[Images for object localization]
::::

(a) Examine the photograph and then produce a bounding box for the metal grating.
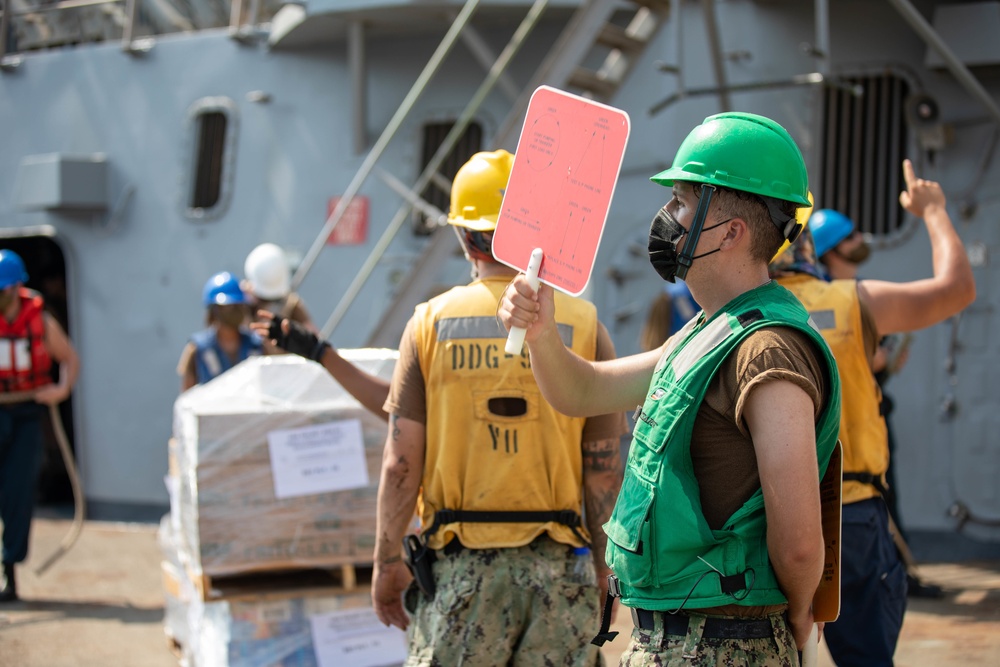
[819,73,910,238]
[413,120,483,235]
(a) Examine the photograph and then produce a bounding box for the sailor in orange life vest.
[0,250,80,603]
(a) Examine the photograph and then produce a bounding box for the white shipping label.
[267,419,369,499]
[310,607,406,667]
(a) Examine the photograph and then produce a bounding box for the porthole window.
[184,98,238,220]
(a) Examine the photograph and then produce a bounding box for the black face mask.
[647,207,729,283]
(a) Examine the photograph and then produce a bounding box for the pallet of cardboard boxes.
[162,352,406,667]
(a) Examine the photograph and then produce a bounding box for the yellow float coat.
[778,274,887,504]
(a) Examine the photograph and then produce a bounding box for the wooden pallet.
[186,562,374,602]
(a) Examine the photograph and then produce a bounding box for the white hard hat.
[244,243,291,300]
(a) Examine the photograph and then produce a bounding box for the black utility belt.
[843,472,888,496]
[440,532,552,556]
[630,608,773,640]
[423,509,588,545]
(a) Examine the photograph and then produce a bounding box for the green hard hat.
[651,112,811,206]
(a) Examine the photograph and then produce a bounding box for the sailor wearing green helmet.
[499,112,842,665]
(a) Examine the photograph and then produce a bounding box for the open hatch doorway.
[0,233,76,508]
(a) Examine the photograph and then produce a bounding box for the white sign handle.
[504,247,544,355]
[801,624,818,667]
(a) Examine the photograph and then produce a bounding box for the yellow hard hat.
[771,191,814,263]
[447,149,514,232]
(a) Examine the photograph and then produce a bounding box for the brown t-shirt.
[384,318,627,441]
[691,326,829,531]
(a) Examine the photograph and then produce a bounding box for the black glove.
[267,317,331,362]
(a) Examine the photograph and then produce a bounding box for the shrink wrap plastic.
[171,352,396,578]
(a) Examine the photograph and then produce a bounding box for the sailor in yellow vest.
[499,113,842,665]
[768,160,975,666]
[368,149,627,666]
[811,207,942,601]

::::

* **Work to complete**
The full data, repeated exactly and stripped of its pictures, is the expected answer.

* **Your response**
(a) Examine the photograph and then produce a bounding box for the metal grating.
[819,73,910,238]
[413,120,483,235]
(a) Examine the photograph and then produce a bounding box for the sailor in orange life vest.
[0,250,80,603]
(a) Examine the photograph and then produce a bounding box for the white shipping label.
[267,419,369,499]
[310,607,406,667]
(a) Examine the photograph and then produce a bounding box for the porthole window.
[184,98,238,220]
(a) Examine the photograph and then produce a bounding box for the black face mask.
[647,207,729,283]
(a) Examine the photograph and then produce a bounding box for the pallet of cardboard boxes.
[162,352,406,667]
(a) Examine the photograph and then produce a bounding box for the yellow float coat.
[778,274,887,504]
(a) Examine the photograph and then produce a bounding box for the wooden pallet.
[186,562,374,602]
(a) Examine the photograph and then produce a bounding box for the white hard hat.
[244,243,291,300]
(a) Examine the photograph and then produce a bounding box for the black utility belt.
[843,472,888,496]
[440,532,552,556]
[630,608,773,640]
[423,509,588,545]
(a) Examine the photograph and then produce a bounding box for the green hard hat.
[651,112,811,206]
(a) Examine the photograph and then produce a bounding box for the sailor wearing green helmet.
[499,112,842,665]
(a) Examine the photograph and then produce a bounding box for the open hatch doorway.
[0,233,76,508]
(a) Examine the photograph and then produce a bounding box for the white sign handle.
[504,247,544,355]
[801,624,818,667]
(a) Examine the photograph and then produce a bounding box for the yellow hard hat.
[771,191,814,263]
[447,149,514,232]
(a) Examine the photograph and then produce a bounding box for the brown t-shirt.
[384,318,627,441]
[691,326,829,531]
(a) Examine the photograph and then produce a bounding box for the black glove.
[267,317,331,362]
(a) Examine the photograph and then produce a bounding box for the shrink wrap plastic.
[171,352,396,578]
(a) Examine the photograph and then produce a bounding box for the sailor in yellow vest.
[499,113,842,665]
[768,160,975,666]
[368,149,627,666]
[811,207,942,601]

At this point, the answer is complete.